* _Records supplied_:
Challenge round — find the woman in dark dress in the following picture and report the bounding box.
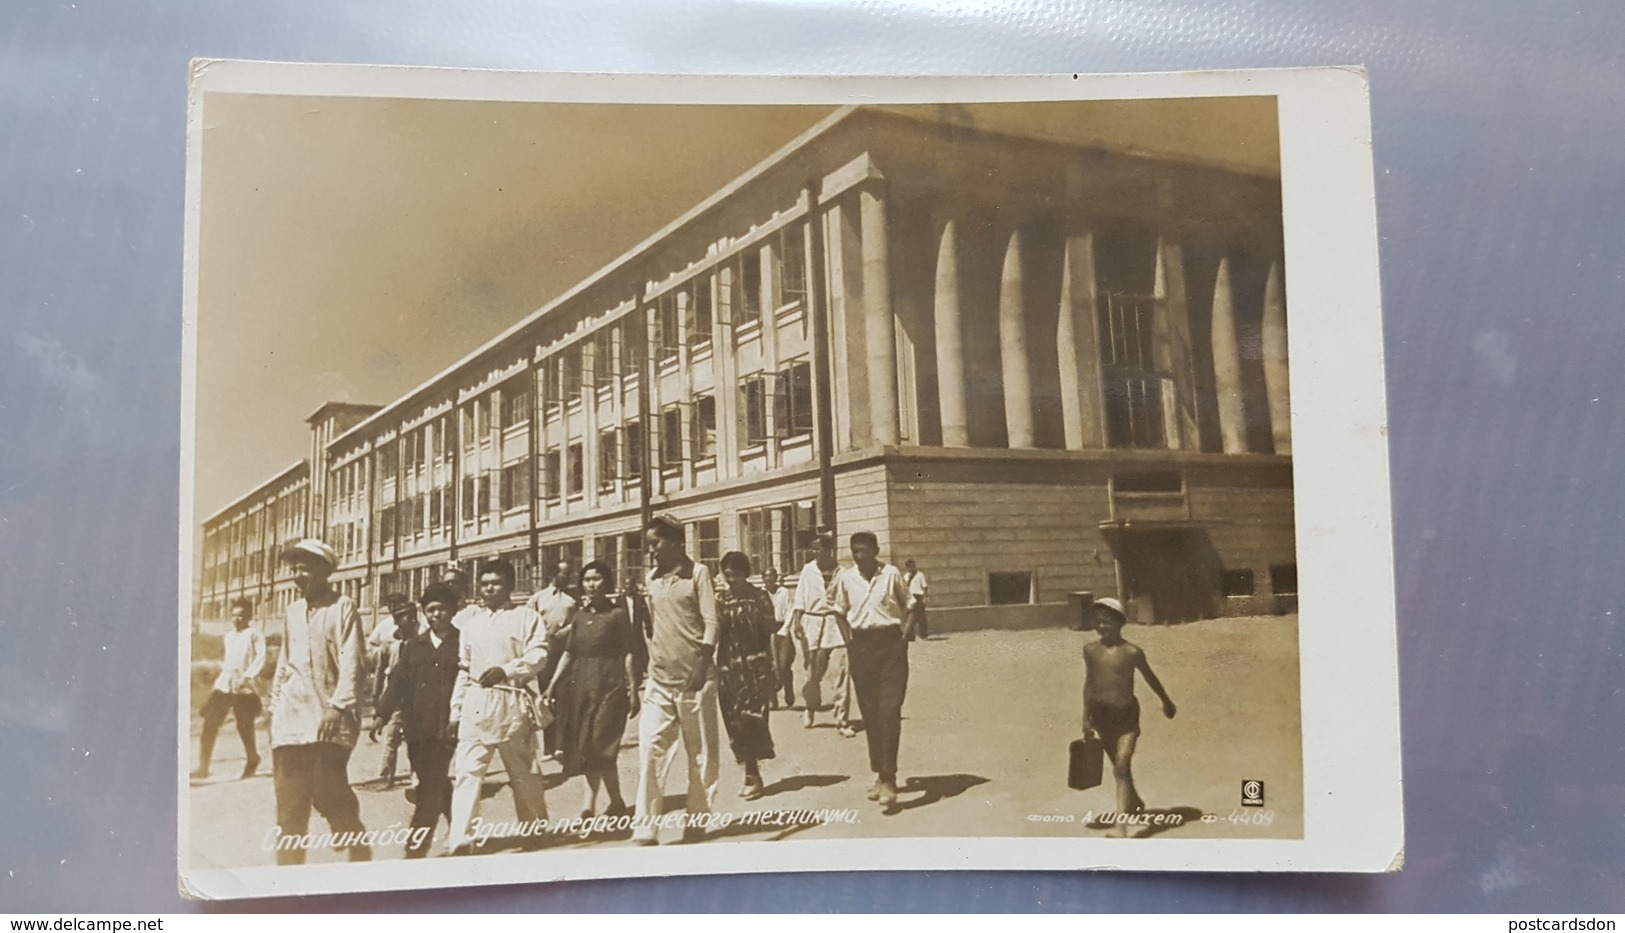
[716,550,779,799]
[542,560,639,818]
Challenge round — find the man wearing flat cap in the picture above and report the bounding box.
[267,538,371,864]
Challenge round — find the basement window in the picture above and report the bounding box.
[1221,569,1255,597]
[988,571,1034,605]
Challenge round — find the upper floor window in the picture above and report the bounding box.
[543,449,562,502]
[561,346,583,401]
[774,223,807,310]
[592,329,616,389]
[619,316,646,377]
[739,249,763,321]
[541,356,562,410]
[660,406,684,468]
[1099,292,1171,450]
[567,443,585,497]
[501,381,532,427]
[687,278,713,352]
[656,293,682,363]
[500,461,531,511]
[623,425,644,481]
[692,395,718,461]
[598,429,619,492]
[739,359,814,446]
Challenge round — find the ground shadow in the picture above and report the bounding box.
[885,773,990,815]
[758,773,848,799]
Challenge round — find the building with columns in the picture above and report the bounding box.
[195,104,1296,629]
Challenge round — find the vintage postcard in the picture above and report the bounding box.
[179,63,1401,899]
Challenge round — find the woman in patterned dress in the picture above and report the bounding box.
[542,560,639,818]
[716,550,779,799]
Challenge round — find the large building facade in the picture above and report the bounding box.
[196,106,1297,630]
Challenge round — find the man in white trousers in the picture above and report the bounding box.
[632,514,721,846]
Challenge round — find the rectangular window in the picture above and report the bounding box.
[1099,292,1169,449]
[1270,564,1298,596]
[378,444,398,481]
[475,398,491,438]
[624,425,644,481]
[543,449,562,501]
[740,250,763,320]
[620,316,646,376]
[660,406,684,467]
[989,571,1034,605]
[779,359,814,437]
[598,429,618,491]
[687,278,713,352]
[502,382,532,426]
[378,505,396,544]
[657,293,682,362]
[776,223,807,308]
[692,396,717,461]
[461,476,476,521]
[1222,569,1256,597]
[593,329,616,388]
[740,375,768,446]
[429,488,443,533]
[567,443,585,496]
[475,472,491,516]
[695,518,721,576]
[541,356,562,410]
[562,346,582,401]
[501,462,531,511]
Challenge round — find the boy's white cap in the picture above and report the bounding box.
[1093,596,1127,621]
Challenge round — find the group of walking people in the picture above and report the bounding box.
[194,517,925,861]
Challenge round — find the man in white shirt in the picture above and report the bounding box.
[902,560,929,642]
[633,515,721,846]
[446,558,551,854]
[829,530,912,807]
[763,567,795,709]
[268,539,371,864]
[192,597,266,780]
[779,532,853,735]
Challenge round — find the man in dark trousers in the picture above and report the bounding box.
[829,531,912,808]
[192,597,266,780]
[267,538,370,863]
[372,582,462,858]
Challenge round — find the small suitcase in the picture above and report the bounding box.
[1068,735,1104,790]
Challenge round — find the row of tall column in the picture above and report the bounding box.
[853,185,1292,456]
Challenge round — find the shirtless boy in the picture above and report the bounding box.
[1083,597,1177,823]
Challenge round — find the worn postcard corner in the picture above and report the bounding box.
[179,62,1400,898]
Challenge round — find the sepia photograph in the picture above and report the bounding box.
[179,64,1399,898]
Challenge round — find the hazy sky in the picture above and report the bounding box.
[193,92,1278,520]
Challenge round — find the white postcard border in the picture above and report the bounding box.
[179,61,1400,898]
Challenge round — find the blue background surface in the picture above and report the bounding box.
[2,0,1623,912]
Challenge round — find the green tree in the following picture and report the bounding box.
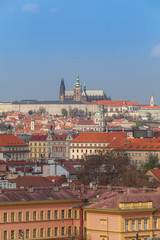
[141,154,160,172]
[61,108,68,117]
[146,112,152,121]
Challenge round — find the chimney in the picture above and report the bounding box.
[118,190,124,203]
[107,184,112,192]
[143,186,147,193]
[157,187,160,193]
[70,183,75,191]
[53,185,60,192]
[92,184,97,191]
[81,184,84,194]
[27,186,34,193]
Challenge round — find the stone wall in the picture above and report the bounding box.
[0,102,98,116]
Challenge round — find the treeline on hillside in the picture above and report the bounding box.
[77,151,159,188]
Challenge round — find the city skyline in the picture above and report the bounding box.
[1,0,160,104]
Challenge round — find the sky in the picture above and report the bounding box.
[0,0,160,104]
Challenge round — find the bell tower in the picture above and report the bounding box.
[73,75,82,102]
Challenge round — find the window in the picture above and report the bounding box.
[55,227,58,236]
[68,226,72,236]
[18,212,22,222]
[4,231,7,240]
[54,210,58,219]
[154,218,157,229]
[84,211,87,220]
[125,220,129,231]
[26,229,30,239]
[33,229,37,238]
[11,212,15,222]
[74,226,77,236]
[61,210,65,219]
[40,211,44,220]
[68,209,71,219]
[47,228,51,237]
[47,210,51,220]
[139,153,141,157]
[132,220,135,231]
[138,219,141,230]
[40,228,44,238]
[61,227,65,236]
[144,219,148,230]
[26,211,29,221]
[74,210,77,219]
[11,230,15,240]
[4,212,7,222]
[132,153,134,157]
[33,211,37,221]
[19,230,24,239]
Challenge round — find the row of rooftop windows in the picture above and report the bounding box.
[3,226,81,240]
[3,209,80,223]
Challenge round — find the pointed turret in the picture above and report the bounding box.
[59,78,65,102]
[75,75,81,87]
[150,96,154,106]
[84,81,86,92]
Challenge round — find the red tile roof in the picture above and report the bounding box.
[0,134,27,146]
[10,176,53,187]
[71,132,126,143]
[148,169,160,180]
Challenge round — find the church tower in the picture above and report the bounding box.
[59,78,65,102]
[150,96,154,107]
[73,75,82,102]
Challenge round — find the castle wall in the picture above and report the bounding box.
[0,103,98,116]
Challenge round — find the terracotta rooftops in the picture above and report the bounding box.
[86,192,160,210]
[9,176,53,188]
[30,135,47,141]
[77,119,95,126]
[30,134,67,141]
[0,187,82,203]
[0,134,27,146]
[71,132,126,143]
[125,138,160,151]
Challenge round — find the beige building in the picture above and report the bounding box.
[125,138,160,168]
[70,132,126,160]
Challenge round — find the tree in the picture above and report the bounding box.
[141,154,160,173]
[37,107,47,116]
[70,108,86,118]
[146,112,152,121]
[61,108,68,117]
[77,151,130,185]
[77,151,158,187]
[28,110,33,115]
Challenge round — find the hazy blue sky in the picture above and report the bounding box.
[0,0,160,104]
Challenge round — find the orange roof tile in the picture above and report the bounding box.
[0,134,27,146]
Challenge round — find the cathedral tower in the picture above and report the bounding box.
[59,78,65,102]
[73,75,82,102]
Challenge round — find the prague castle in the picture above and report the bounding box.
[59,75,108,103]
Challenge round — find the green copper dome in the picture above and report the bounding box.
[75,75,81,87]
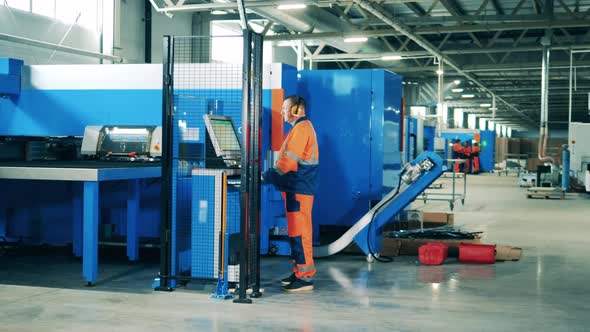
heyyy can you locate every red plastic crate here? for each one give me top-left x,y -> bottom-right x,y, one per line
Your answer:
459,243 -> 496,264
419,242 -> 449,265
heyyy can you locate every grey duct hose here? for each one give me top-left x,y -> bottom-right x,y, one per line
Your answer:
313,182 -> 408,258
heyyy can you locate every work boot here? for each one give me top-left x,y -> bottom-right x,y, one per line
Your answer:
280,273 -> 296,286
282,278 -> 314,292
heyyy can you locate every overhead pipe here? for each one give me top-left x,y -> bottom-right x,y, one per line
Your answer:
538,35 -> 555,165
0,32 -> 124,63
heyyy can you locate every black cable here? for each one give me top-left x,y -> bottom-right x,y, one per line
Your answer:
366,171 -> 405,263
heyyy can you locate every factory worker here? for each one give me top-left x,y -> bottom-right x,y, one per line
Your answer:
472,142 -> 481,174
462,141 -> 472,173
262,95 -> 318,292
452,139 -> 463,172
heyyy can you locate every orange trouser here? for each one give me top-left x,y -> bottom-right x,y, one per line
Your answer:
282,192 -> 316,279
464,158 -> 470,173
473,156 -> 480,172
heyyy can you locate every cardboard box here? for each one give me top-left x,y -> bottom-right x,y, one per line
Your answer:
422,212 -> 454,225
495,246 -> 523,261
401,210 -> 454,224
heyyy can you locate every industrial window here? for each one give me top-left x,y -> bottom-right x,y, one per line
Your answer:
3,0 -> 30,11
3,0 -> 107,31
211,21 -> 273,64
32,0 -> 55,18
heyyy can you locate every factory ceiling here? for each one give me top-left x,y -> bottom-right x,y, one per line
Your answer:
150,0 -> 590,130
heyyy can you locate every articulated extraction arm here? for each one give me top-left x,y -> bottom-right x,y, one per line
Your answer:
314,152 -> 445,260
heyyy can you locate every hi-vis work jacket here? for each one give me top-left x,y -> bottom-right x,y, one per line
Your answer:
262,117 -> 319,195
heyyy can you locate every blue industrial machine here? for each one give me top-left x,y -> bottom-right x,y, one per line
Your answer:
404,118 -> 436,162
314,151 -> 444,261
440,130 -> 496,172
294,69 -> 403,247
0,58 -> 23,97
562,145 -> 570,191
424,125 -> 436,152
1,58 -> 416,286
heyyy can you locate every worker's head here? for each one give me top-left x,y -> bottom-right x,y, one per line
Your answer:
474,142 -> 480,147
454,139 -> 460,144
463,141 -> 469,147
282,95 -> 306,125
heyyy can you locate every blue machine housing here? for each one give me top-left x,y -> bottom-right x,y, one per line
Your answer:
440,130 -> 496,171
296,69 -> 403,243
0,58 -> 23,97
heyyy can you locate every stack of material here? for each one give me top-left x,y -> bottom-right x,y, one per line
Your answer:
384,226 -> 482,256
382,226 -> 523,262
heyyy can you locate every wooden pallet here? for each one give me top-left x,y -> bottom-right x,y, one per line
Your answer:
526,187 -> 565,200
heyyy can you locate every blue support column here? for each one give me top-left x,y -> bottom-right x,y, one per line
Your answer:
71,182 -> 83,258
83,181 -> 99,285
0,209 -> 6,238
127,179 -> 140,261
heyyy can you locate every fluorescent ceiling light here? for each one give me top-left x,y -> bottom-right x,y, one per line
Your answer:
462,94 -> 475,98
452,88 -> 463,93
211,10 -> 227,15
453,80 -> 461,85
277,3 -> 307,10
436,69 -> 444,75
343,36 -> 368,43
480,103 -> 491,107
381,55 -> 402,61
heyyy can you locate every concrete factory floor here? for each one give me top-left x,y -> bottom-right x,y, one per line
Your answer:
1,174 -> 589,331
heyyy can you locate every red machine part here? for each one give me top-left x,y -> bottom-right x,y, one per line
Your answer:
459,243 -> 496,264
419,242 -> 449,265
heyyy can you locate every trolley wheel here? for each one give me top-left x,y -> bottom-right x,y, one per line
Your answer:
449,202 -> 454,211
461,198 -> 465,205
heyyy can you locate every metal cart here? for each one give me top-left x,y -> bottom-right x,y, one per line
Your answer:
418,159 -> 467,211
497,153 -> 528,177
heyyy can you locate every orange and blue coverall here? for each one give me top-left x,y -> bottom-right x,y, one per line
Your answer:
462,145 -> 472,173
262,116 -> 319,279
472,144 -> 481,173
452,141 -> 463,172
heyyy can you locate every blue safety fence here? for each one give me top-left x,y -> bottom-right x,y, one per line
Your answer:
166,36 -> 245,285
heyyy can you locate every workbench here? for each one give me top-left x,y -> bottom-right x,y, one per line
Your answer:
0,161 -> 161,285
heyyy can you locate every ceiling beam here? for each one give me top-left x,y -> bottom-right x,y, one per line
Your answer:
387,60 -> 590,73
307,43 -> 590,61
438,0 -> 466,17
151,0 -> 418,12
352,0 -> 537,128
490,0 -> 505,15
404,2 -> 427,16
265,19 -> 590,40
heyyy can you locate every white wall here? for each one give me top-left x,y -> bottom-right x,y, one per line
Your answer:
151,8 -> 192,63
117,0 -> 145,63
0,5 -> 101,64
117,1 -> 193,64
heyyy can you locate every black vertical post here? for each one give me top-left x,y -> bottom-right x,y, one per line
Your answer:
250,32 -> 263,298
234,30 -> 253,304
156,35 -> 174,292
144,0 -> 152,63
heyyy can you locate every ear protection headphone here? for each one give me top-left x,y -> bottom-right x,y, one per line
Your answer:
290,96 -> 302,117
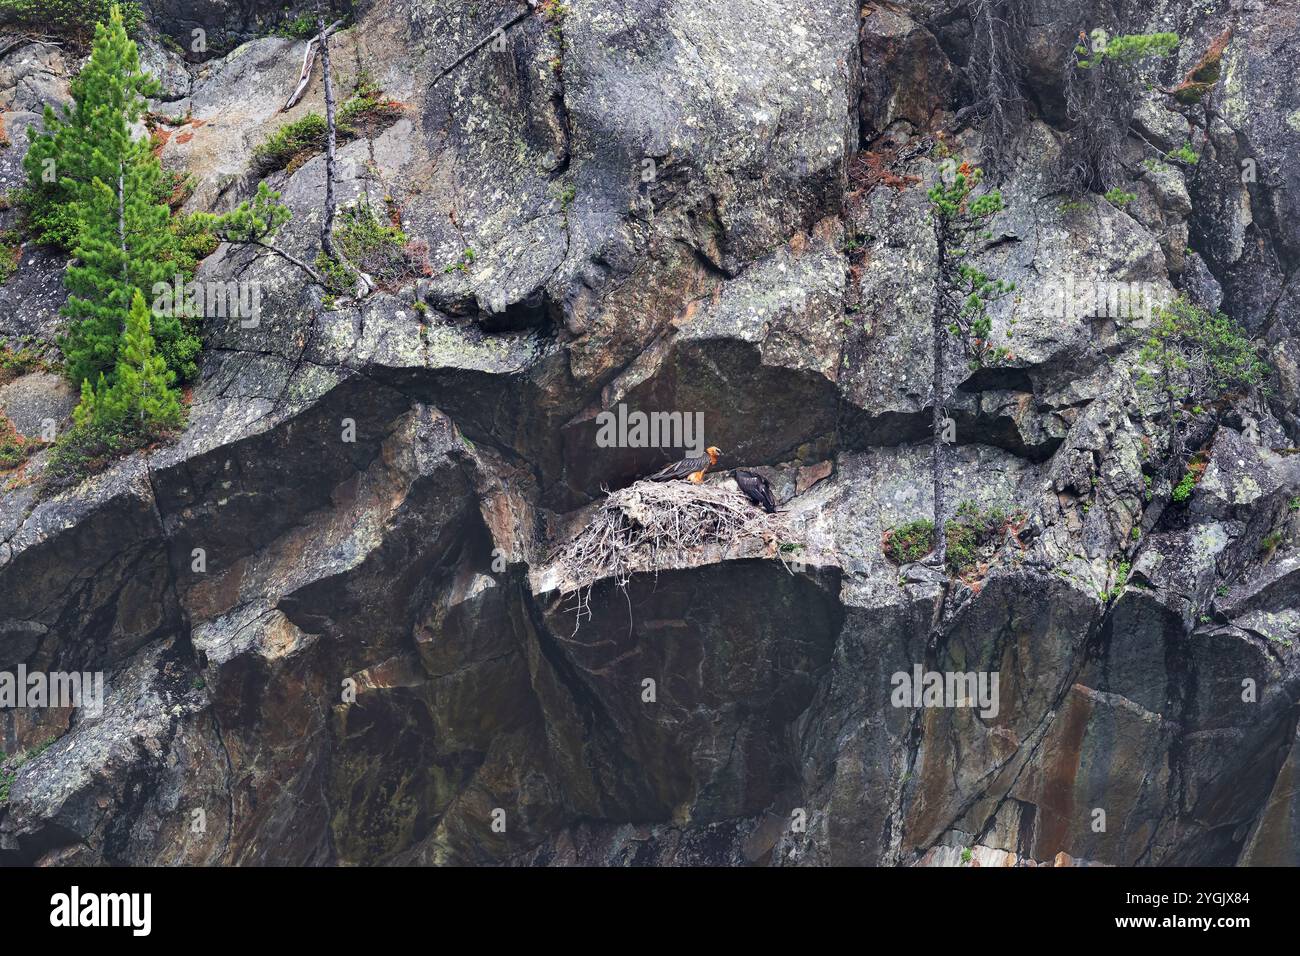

* _What you should do_:
Word for word, restate the lines of the data above that fall between the line holding "heyyy can you locate every grey" and the line holding "heyyy can you locate every factory worker", inclusive, and no other lines.

* _Task result_:
heyyy can you locate every grey duct hose here? for each one give me top-left x,y -> bottom-right x,y, one per line
Your answer:
313,182 -> 408,258
heyyy can you locate every work boot here? for each one give me top-left x,y -> bottom-right x,y, one per line
Your answer:
280,273 -> 296,286
282,278 -> 314,292
heyyy can you locate every overhead pipe here? for each one give me top-left x,y -> bottom-right x,y, one per line
Your answer:
538,35 -> 555,165
0,32 -> 124,63
heyyy can you locate every black cable here? for each one give me top-left x,y -> bottom-right x,y, one per line
Your answer:
366,171 -> 405,263
heyyy can you locate every factory worker here? for each one give me top-left x,y -> bottom-right x,y, one per line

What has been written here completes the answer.